--- Document extract ---

Re: searching and ZWJ / ZWNJ

From: Kenneth Whistler (kenw@sybase.com)
Date: Fri Mar 01 2002 - 14:53:46 EST


Peter,

> I was asked this and wasn't entirely sure about the answer, or even sure
> if I knew of a doc in which it was discussed. (Note: this is being asked
> in relation to Devanagari.)
>
> <quote>
> 1. Are ZWJ and ZWNJ invisible in terms of searching, sorting, etc? In
> other
> words, the sequence <consonant> <virama> <consonant> and <consonant>
> <virama> <ZWJ|ZWNJ> <consonant> are semantically exactly equivalent. The
> ZWJ and ZWNJ are simply controlling the appearance on the screen. When
> searching for that cluster, I won't necessarily know whether the user
> inserted a ZWJ to keep them from combining or not, and I don't want to
> have
> to enter it into the search string. Does the Unicode standard say anything
>
> about this, or is it up to the application developer as to how his
> searching and sorting works?
> </quote>

The answer for this can be found in UTS #10 Unicode Collation Algorithm.

The default behavior that many people will be implementing for searching
and sorting will depend on the default collation table for the UCA.
And in that table, with few exceptions, format control characters,
such as ZWJ and ZWNJ are given completely ignorable weight values.
In particular, in the current allkeys.txt, you find:

200C ; [.0000.0000.0000.0000] # [200C] ZERO WIDTH NON-JOINER
200D ; [.0000.0000.0000.0000] # [200D] ZERO WIDTH JOINER

The all-zero weights mean that these two characters would contribute
nothing to sort key weight generation, and thus would effectively
be ignored for all comparisons.

--- Material ---

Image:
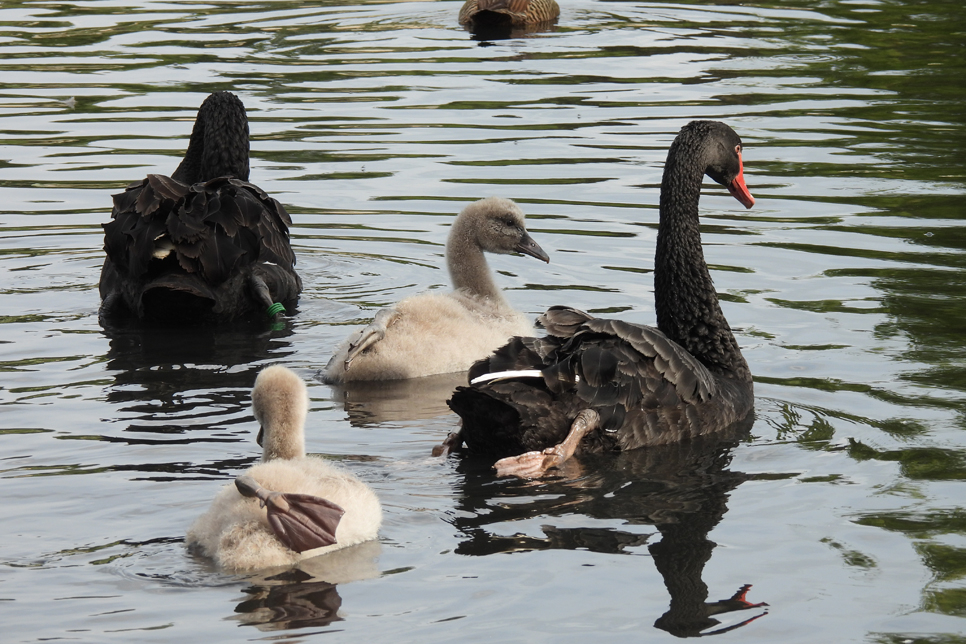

---

--- Task to carry out ---
In the post about searching and ZWJ / ZWNJ, which document is said to contain the answer? The lines are separate material and have no connection to the post about searching and ZWJ / ZWNJ.

--- Task result ---
UTS #10 Unicode Collation Algorithm.